It's only Wednesday but the loneliness has already set in. Priscilla was gone for dinner the other night, out at the Spur for Angela's birthday, leaving me with four or so hours of freedom. Now normally this wouldn't be a lot, but when you're a stranger in someone else's house and you've found that you've got nothing but time on your hands, things start to get strange.
I sat for awhile, reading. But it felt strange to be reading, almost as though I was trying to go to bed too early. So I had dinner. And then I read some more. And while I should have been doing something productive (read this as: physcial activity of some sort), by the time I had the urge to go outside, darkness was falling and I know there's no point in leaving the house past dusk as the danger level seems to multiply by nearly a million at the point of time that the sun dips below the moutain range and leaves us shrouded in the darkness.
So I started thinking.

• DIRECTIONS:
(1) Select every line of the records that contains the string "puddle", matching case exactly.
(2) Extend the passage about a lonely evening spent in someone else's house by writing what comes after its final sentence.

• INPUT DATA:
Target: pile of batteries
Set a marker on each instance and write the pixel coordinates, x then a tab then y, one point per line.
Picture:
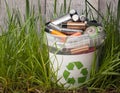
74	34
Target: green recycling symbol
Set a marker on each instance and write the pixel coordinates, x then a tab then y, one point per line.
80	68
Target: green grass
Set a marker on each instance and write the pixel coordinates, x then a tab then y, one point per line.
24	59
24	56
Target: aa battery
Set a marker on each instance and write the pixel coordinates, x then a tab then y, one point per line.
75	25
83	18
75	18
91	31
54	32
64	30
64	18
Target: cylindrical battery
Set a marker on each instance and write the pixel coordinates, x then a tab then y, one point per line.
75	25
64	18
91	31
64	30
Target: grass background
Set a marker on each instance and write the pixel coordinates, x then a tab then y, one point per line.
24	59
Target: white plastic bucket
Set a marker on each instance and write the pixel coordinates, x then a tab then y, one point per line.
72	69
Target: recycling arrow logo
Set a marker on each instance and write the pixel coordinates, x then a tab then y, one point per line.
75	67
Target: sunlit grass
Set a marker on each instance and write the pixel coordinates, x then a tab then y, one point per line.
24	56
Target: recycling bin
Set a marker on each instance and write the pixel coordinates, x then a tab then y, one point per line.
72	57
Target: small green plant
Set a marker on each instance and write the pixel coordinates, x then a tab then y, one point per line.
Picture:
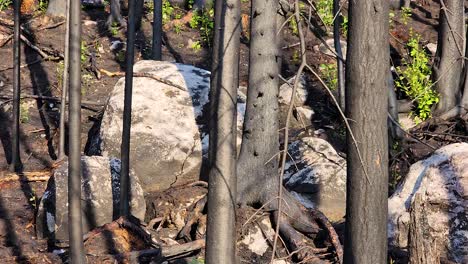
405	15
293	26
42	6
168	10
204	21
197	261
325	11
84	52
344	25
296	58
329	75
120	56
196	46
114	29
24	111
414	78
59	70
4	4
149	5
177	28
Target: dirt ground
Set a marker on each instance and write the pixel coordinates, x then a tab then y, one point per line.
42	76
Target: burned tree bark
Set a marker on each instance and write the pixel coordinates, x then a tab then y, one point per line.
74	164
222	187
156	51
366	107
15	164
257	166
57	8
449	57
127	113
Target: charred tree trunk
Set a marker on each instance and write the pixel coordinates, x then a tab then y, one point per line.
57	8
257	166
74	164
339	61
222	187
366	107
15	164
450	51
260	133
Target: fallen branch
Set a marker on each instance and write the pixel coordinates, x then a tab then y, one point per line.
33	176
23	65
144	75
175	250
51	98
51	26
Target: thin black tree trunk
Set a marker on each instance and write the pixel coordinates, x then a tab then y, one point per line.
339	61
127	112
260	132
57	8
157	30
222	187
66	67
366	108
15	164
74	164
449	58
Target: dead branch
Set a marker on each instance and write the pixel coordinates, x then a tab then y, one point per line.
37	49
51	26
50	98
297	17
176	250
33	176
144	75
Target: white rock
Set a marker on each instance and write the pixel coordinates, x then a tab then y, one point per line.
331	43
317	176
442	180
285	92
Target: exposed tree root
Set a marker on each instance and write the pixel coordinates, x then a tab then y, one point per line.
194	215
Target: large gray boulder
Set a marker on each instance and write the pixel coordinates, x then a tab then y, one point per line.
442	183
316	176
100	197
165	148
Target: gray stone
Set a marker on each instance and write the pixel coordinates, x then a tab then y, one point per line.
165	145
285	92
100	197
331	44
442	182
316	176
169	133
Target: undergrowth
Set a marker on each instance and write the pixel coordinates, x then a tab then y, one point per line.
204	21
414	78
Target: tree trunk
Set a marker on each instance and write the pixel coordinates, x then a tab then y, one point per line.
450	50
366	108
260	133
222	187
57	8
422	247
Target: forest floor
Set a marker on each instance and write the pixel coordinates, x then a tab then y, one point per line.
41	76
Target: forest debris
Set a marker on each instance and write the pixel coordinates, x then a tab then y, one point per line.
51	98
33	176
176	250
145	75
420	248
38	50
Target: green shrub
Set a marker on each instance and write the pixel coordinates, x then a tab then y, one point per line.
414	78
4	4
325	11
204	21
168	10
329	75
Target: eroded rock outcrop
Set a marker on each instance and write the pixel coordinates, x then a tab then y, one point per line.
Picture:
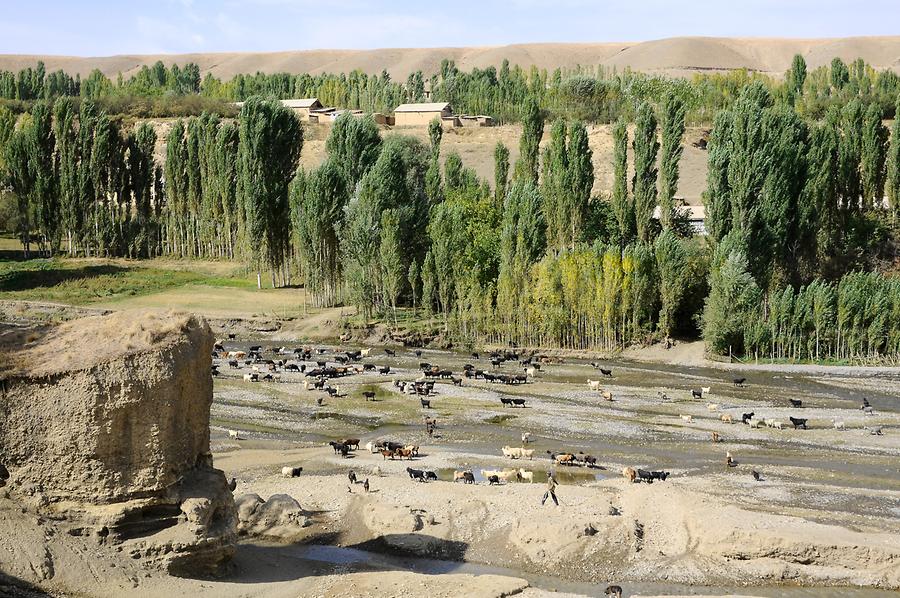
104	425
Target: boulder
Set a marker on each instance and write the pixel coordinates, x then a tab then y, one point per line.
107	427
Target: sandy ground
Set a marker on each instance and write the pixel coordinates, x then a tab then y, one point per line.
678	56
827	510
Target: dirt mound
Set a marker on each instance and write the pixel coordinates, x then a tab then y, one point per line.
106	429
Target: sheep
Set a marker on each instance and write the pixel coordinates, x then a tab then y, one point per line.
511	453
291	472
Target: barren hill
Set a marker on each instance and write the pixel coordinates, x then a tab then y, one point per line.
673	56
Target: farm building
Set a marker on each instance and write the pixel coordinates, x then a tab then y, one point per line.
696	216
303	108
419	115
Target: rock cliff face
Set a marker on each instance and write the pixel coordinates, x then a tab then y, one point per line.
104	424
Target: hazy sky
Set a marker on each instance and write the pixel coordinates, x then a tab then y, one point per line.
103	27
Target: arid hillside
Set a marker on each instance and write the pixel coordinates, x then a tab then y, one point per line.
677	56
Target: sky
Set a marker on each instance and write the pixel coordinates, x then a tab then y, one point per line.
106	27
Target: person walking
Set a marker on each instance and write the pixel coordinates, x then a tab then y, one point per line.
551	490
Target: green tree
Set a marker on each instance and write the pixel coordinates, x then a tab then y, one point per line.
672	264
643	184
391	260
672	125
269	150
529	144
874	148
501	172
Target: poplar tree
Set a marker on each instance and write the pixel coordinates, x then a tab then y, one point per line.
874	148
581	180
271	139
893	167
622	205
643	184
501	172
672	126
529	143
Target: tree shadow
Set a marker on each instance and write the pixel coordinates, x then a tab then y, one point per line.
25	280
258	562
13	587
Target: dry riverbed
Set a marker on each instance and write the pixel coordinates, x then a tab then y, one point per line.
826	511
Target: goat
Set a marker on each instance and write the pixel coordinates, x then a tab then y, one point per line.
798	422
460	475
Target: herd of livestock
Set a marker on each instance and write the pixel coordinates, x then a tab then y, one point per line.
322	367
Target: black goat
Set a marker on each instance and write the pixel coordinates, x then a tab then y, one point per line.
416	474
798	422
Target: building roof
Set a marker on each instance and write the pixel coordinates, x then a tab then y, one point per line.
693	212
427	107
303	103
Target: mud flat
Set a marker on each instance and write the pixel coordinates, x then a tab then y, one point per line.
824	517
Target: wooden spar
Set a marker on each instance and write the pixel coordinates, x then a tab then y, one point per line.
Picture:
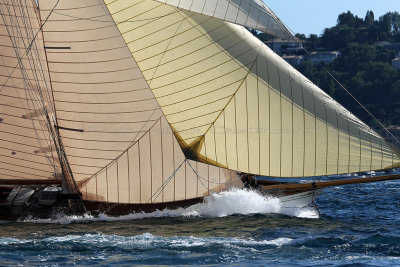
295	188
30	182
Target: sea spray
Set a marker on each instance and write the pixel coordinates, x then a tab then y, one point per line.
234	201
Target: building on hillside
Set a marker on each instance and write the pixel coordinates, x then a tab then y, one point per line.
279	45
395	131
293	60
396	62
326	57
388	45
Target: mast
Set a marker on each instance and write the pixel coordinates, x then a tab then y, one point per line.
27	147
118	143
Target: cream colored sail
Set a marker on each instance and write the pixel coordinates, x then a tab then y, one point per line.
253	14
119	145
233	103
27	150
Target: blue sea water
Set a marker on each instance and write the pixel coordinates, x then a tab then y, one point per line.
358	225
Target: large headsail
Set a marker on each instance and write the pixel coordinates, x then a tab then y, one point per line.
233	103
253	14
27	148
119	145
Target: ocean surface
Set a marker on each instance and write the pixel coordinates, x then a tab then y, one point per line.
358	225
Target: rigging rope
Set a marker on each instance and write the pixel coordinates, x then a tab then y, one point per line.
26	51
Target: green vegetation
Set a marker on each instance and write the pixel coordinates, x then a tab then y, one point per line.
364	65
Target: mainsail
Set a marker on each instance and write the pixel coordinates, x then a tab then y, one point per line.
27	146
146	102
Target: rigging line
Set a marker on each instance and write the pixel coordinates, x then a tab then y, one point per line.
348	92
208	180
161	189
14	46
42	72
24	73
41	27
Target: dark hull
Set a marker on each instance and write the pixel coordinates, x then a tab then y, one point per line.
115	209
13	213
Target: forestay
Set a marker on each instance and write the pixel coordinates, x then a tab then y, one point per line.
27	150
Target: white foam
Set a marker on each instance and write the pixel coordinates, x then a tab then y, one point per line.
235	201
148	240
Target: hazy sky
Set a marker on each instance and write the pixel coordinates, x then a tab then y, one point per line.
313	16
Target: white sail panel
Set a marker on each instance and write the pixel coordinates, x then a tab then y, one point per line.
253	14
232	102
27	150
118	144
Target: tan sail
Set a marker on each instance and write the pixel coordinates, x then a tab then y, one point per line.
27	151
118	143
233	103
253	14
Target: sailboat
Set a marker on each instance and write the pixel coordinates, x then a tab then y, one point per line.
118	106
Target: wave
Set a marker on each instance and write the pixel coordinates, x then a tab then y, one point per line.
145	240
235	201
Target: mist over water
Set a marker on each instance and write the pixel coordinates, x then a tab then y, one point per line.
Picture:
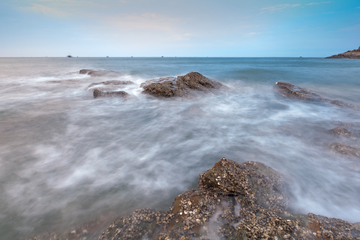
67	158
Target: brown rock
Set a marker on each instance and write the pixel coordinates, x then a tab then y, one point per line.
234	201
99	92
291	91
97	73
182	86
354	54
112	83
345	149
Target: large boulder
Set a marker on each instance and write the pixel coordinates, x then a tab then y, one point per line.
291	91
233	201
98	92
182	86
116	83
98	73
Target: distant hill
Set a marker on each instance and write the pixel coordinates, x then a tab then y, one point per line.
355	54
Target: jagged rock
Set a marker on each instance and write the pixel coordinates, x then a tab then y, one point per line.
291	91
354	54
111	83
99	92
233	201
97	73
343	132
345	149
181	86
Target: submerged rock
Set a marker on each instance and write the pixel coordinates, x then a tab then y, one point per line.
97	73
181	86
112	83
291	91
354	54
343	132
99	92
233	201
345	149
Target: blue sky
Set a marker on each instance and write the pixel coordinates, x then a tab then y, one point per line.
194	28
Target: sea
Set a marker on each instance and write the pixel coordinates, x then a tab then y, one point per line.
67	159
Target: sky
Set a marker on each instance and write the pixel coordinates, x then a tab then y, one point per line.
182	28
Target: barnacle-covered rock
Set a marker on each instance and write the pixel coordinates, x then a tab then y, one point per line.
291	91
182	86
234	201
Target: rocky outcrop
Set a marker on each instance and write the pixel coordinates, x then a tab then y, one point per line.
354	54
98	73
344	132
182	86
112	83
345	149
232	201
99	92
291	91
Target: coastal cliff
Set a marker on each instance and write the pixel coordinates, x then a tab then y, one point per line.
354	54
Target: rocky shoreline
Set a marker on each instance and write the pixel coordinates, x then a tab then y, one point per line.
232	201
353	54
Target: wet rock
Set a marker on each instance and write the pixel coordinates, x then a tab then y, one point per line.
233	201
291	91
97	73
253	181
90	230
343	132
99	92
182	86
346	124
354	54
112	83
345	149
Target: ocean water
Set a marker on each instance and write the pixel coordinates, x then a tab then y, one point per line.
67	158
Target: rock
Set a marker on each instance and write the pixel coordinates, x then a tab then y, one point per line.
354	54
182	86
99	92
291	91
98	73
343	132
345	149
233	201
112	83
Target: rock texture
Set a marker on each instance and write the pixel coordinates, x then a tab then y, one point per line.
99	92
182	86
291	91
354	54
97	73
345	149
112	83
233	201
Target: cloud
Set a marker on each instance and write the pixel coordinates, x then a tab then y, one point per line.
278	7
254	33
146	21
317	3
38	8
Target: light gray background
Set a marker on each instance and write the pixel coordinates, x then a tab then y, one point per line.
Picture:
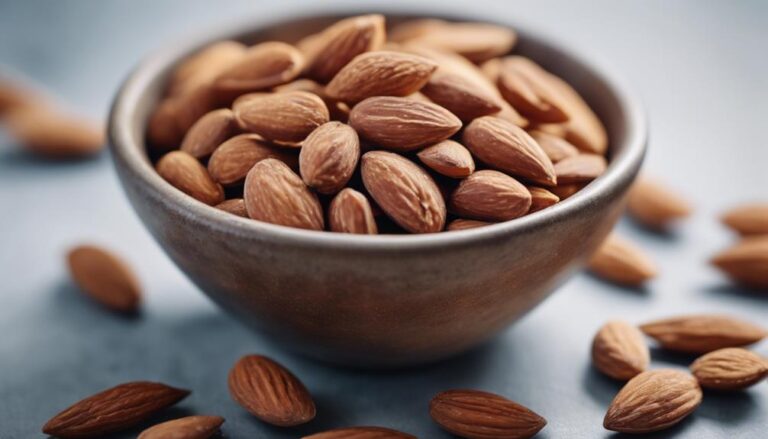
700	66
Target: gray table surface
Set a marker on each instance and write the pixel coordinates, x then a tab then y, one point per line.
700	66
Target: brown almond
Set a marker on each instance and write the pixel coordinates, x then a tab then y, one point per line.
509	148
270	392
703	333
114	409
190	427
620	261
380	73
329	157
231	161
105	278
275	194
729	369
404	191
188	175
477	414
619	350
746	262
654	205
285	117
653	401
448	158
350	212
402	124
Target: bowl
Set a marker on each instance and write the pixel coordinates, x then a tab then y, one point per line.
378	301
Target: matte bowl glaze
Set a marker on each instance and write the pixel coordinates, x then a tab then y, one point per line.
378	301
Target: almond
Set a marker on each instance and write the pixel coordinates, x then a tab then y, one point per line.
402	124
105	278
190	427
270	392
619	261
232	160
507	147
703	333
381	73
746	262
113	409
350	212
286	117
654	205
490	196
186	174
653	401
448	158
329	157
729	369
404	191
619	350
275	194
477	414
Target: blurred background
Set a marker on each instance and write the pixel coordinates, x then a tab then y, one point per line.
699	66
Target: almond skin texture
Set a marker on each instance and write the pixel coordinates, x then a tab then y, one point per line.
703	333
402	124
270	392
746	262
191	427
350	212
481	415
729	369
619	261
113	410
186	174
275	194
490	196
448	158
329	157
619	350
508	148
105	278
653	401
404	191
284	117
381	73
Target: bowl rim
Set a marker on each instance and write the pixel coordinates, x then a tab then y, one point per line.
126	146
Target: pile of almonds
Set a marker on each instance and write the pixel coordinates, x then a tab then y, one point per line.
436	128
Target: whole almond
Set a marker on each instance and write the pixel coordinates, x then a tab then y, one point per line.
286	117
703	333
188	175
270	392
404	191
350	212
448	158
275	194
482	415
114	409
729	369
653	401
105	278
619	261
490	196
231	161
402	124
190	427
619	350
381	73
746	262
507	147
329	157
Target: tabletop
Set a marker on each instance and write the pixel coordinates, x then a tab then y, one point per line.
700	67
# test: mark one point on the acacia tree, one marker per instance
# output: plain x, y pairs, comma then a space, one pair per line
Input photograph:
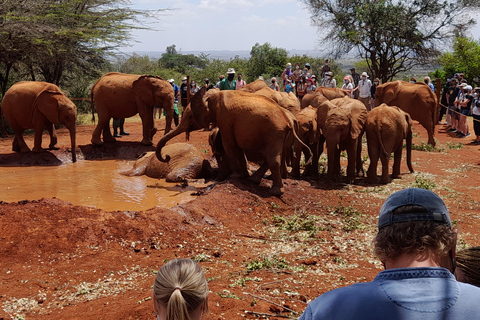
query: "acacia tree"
391, 36
48, 37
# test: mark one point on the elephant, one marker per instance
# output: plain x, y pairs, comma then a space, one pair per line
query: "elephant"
308, 133
248, 123
254, 86
36, 104
417, 99
186, 162
342, 123
386, 127
314, 99
119, 95
285, 100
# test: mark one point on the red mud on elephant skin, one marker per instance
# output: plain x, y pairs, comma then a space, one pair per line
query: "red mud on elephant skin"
60, 260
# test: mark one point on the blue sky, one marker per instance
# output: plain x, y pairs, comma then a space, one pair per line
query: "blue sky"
226, 25
205, 25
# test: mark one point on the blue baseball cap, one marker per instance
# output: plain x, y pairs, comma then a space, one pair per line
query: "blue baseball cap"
436, 209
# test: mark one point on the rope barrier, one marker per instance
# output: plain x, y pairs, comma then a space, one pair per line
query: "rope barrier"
450, 110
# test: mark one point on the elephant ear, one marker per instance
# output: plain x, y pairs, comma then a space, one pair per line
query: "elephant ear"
46, 103
358, 117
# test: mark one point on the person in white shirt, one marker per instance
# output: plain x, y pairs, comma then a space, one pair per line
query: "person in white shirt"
364, 87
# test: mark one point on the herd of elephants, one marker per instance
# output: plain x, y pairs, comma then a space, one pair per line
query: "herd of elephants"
254, 123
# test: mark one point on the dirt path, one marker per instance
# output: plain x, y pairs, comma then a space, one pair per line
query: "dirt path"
261, 254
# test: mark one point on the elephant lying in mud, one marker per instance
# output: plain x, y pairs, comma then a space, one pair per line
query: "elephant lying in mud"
186, 162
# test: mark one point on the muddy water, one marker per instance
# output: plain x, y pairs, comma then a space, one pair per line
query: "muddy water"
92, 183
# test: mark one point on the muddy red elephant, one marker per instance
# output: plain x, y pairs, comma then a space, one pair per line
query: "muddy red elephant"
119, 95
417, 99
186, 162
248, 123
36, 105
386, 128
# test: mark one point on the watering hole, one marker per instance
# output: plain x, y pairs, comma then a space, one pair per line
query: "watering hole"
93, 183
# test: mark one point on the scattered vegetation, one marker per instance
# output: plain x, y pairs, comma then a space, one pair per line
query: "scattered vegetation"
423, 183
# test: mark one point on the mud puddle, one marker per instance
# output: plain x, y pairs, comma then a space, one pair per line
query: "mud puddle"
93, 183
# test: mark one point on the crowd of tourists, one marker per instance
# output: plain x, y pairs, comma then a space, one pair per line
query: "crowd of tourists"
424, 277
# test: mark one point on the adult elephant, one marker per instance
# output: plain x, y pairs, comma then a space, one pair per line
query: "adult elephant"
342, 123
386, 128
285, 100
119, 95
186, 162
36, 105
317, 97
248, 123
254, 86
417, 99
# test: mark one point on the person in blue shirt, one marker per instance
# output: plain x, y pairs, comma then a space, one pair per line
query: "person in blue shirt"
416, 245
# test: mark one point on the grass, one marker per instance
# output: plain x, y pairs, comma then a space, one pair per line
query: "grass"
423, 183
351, 217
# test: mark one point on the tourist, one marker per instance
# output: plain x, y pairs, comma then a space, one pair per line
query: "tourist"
468, 266
416, 245
180, 291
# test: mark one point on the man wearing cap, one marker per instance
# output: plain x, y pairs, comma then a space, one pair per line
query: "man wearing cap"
416, 244
329, 81
364, 88
464, 102
229, 83
452, 94
356, 78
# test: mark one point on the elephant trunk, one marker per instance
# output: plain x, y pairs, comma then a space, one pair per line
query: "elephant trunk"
73, 143
187, 124
408, 138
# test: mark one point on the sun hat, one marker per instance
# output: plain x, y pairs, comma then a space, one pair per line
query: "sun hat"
436, 209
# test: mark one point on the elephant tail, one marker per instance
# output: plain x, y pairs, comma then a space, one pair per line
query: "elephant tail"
380, 141
294, 130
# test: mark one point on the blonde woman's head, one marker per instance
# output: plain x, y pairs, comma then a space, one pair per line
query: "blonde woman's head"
180, 291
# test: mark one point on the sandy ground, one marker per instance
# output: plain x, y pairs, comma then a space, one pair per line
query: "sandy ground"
264, 257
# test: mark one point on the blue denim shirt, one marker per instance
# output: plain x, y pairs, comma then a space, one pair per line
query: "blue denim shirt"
404, 293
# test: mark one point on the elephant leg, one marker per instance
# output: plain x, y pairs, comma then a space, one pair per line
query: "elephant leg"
257, 176
19, 144
37, 142
148, 126
385, 159
274, 164
53, 136
103, 122
373, 154
397, 159
107, 134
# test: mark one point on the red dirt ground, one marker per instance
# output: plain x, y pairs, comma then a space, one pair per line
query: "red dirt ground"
264, 257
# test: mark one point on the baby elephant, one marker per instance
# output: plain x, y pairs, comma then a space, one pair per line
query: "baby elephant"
386, 127
186, 162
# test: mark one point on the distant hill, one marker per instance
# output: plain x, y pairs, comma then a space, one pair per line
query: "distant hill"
225, 54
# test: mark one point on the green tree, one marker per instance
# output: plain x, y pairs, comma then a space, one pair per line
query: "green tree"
391, 36
48, 37
266, 60
465, 58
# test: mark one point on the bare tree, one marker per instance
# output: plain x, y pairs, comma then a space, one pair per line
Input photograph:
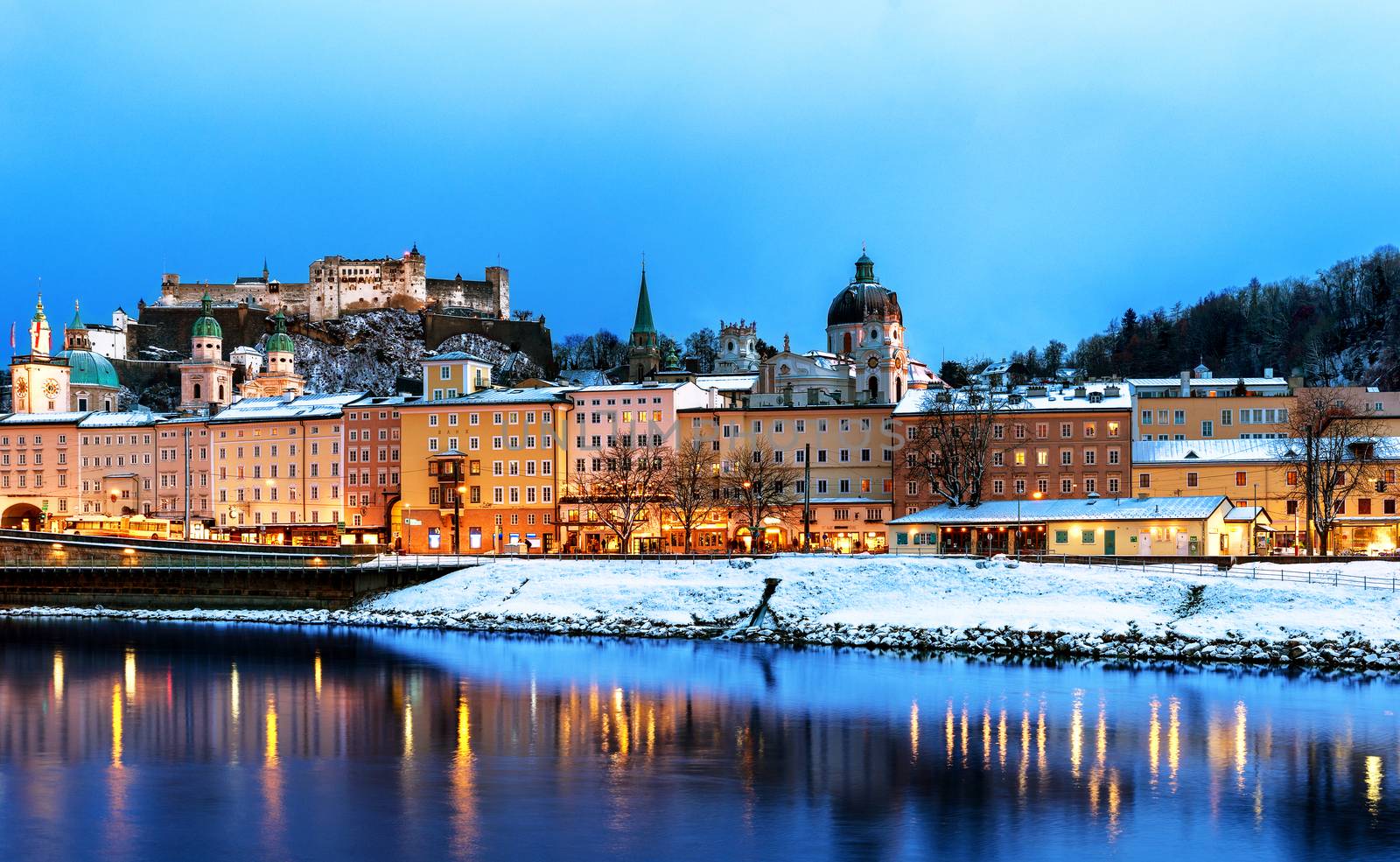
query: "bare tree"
948, 443
690, 486
756, 487
620, 493
1330, 453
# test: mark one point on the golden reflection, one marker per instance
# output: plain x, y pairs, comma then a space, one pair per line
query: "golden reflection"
1154, 740
914, 731
233, 693
1026, 754
1077, 732
116, 725
620, 722
1374, 780
1173, 738
464, 794
1115, 801
1001, 739
270, 721
58, 675
1241, 742
948, 732
1101, 745
962, 728
130, 673
986, 738
1040, 739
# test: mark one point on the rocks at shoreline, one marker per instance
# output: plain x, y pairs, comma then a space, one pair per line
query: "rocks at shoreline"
1348, 651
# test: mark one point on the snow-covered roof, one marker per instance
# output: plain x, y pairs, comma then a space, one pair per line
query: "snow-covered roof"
727, 382
585, 376
1246, 514
646, 387
455, 355
126, 418
500, 396
44, 418
1208, 382
1099, 508
1024, 399
307, 406
1232, 450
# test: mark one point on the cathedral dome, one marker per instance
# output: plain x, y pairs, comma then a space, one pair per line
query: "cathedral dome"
863, 298
207, 326
88, 368
279, 340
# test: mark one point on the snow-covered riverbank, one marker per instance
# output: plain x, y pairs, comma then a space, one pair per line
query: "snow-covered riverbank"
900, 602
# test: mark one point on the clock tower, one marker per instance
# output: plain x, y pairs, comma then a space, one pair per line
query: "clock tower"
38, 381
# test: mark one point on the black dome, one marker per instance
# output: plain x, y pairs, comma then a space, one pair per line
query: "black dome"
861, 301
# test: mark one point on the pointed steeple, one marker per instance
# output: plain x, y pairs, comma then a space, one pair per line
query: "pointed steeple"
643, 324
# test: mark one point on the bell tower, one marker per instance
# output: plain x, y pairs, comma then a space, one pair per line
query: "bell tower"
206, 381
39, 381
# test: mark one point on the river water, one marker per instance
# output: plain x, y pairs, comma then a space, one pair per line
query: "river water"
170, 740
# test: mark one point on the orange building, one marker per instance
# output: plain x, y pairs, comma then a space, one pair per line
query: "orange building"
1049, 443
480, 472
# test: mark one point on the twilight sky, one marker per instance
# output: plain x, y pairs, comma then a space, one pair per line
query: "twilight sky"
1019, 171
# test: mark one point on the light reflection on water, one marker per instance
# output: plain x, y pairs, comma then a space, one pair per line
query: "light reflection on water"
471, 746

• THE ANSWERS:
(1)
# test: mark one point on the mud puddle, one marker per instance
query: "mud puddle"

(2)
And oh the thoughts came swirling out of my mind, as though they'd been crouched there, just waiting for me to call them up and put them to work.
Life and love and everything in between.
It's been more than a day now, nearly two but the thoughts haven't left.
It's like there's a tornado of information inside my mind and it won't quiet. Today, I made a pact with myself, a quiet plan for the future. I spent an hour Googling for jobs for myself and not for anyone else. I selfishly searched salary information and requirements and came up short.
But it's alright. I have a base plan. I have an idea. Hopefully that spark will grow and grow and turn into a career.
Let me remind you, Verizon does 100% tuition assitance (tuition costs, books, etc) for degrees that align with the career path there. So what is a year of customer service or sales? It's a base. It's something. It's money that I currently don't have. It's food on the table for me and cat food in Carlos's bowl. It's a start. It's Simon's new bumper. It's the beginning of my 401(k). It's a benefits package.
Keep your fingers crossed, then. Here's hoping they'll see something in me and hire me, odd resume and Communications degree and all.
Deep breaths.
Maybe the yoga I've been putting off might need to come in handy right about now. Or sooner than now, if possible.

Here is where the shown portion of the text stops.